→ Prompt
Only the run of lines from the one containing "[seg] metal bridge" through the last line should be returned, exactly as written.

→ Data section
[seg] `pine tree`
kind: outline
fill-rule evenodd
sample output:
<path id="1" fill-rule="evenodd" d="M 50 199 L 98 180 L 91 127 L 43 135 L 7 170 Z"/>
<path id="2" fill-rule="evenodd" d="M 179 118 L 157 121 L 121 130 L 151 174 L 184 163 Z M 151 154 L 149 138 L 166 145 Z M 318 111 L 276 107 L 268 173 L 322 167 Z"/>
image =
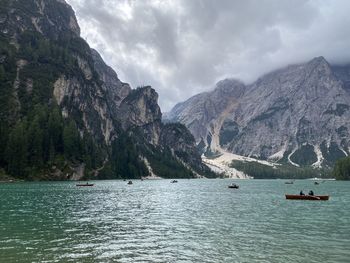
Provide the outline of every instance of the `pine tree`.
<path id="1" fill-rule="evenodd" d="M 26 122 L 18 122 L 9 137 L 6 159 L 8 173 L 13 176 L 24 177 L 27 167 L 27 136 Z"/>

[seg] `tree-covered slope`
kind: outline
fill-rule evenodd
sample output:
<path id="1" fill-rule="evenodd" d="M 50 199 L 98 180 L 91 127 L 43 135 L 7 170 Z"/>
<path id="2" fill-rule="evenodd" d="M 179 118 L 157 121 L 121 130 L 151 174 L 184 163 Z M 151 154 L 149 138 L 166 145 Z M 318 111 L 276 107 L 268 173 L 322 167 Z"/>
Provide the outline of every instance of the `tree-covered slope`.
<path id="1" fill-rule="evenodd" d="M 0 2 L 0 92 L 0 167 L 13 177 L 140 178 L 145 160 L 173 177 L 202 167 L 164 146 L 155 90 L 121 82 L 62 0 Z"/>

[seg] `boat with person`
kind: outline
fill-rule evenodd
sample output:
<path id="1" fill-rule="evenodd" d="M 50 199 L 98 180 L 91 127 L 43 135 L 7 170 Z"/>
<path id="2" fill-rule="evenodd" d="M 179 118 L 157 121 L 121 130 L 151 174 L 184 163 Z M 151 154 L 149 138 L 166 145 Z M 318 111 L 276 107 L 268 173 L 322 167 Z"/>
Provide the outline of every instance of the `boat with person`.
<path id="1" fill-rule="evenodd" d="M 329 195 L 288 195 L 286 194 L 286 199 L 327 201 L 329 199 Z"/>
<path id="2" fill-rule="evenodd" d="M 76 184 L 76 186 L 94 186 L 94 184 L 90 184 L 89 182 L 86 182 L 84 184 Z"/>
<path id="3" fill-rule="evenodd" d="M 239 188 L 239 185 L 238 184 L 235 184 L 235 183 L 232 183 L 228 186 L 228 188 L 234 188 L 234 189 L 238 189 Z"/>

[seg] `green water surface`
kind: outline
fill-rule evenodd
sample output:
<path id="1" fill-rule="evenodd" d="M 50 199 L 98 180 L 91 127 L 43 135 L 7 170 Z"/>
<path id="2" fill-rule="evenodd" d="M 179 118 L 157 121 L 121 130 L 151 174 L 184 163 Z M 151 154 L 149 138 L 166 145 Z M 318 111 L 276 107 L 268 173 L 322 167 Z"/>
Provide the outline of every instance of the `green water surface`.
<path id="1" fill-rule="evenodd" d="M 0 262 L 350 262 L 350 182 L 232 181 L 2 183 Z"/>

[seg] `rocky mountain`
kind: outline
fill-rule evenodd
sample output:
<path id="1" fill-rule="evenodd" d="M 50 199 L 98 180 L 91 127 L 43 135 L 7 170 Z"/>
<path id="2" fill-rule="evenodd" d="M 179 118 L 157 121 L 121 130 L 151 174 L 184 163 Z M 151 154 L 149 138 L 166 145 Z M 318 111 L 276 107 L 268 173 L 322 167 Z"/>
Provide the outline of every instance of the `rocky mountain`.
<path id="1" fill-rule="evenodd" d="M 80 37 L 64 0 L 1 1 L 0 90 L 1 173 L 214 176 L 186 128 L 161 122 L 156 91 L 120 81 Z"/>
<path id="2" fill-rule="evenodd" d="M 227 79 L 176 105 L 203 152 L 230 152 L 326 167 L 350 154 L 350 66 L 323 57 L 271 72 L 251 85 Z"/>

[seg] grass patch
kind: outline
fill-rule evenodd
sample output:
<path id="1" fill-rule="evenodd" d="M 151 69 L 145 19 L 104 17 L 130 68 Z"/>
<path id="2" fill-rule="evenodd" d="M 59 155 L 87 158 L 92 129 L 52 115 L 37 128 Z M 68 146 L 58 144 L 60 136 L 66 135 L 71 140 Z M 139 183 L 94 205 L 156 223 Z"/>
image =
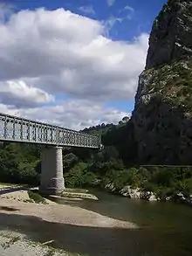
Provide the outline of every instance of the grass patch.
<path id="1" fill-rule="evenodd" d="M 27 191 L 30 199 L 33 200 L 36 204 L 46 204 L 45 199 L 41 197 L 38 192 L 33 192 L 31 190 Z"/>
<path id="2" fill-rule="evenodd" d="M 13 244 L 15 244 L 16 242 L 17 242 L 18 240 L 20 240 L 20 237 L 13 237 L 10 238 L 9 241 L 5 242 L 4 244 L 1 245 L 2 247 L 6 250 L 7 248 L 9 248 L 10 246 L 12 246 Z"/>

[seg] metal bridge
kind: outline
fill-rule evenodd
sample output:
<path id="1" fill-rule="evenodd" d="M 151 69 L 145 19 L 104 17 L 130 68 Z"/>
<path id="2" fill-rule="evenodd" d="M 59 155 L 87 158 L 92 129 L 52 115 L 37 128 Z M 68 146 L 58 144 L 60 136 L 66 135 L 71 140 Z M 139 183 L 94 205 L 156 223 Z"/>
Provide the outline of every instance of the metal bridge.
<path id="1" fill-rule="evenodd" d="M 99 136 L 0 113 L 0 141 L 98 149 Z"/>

→ The output
[seg] metal bridge
kind: outline
fill-rule evenodd
sample output:
<path id="1" fill-rule="evenodd" d="M 151 69 L 145 19 L 104 17 L 130 68 Z"/>
<path id="2" fill-rule="evenodd" d="M 59 155 L 87 158 L 92 129 L 52 115 L 37 128 Z M 68 146 L 58 144 L 60 136 L 66 135 L 71 140 Z M 139 183 L 94 205 L 156 223 Z"/>
Provide the outline of every instance of the metal bridge.
<path id="1" fill-rule="evenodd" d="M 99 136 L 0 113 L 0 141 L 98 149 Z"/>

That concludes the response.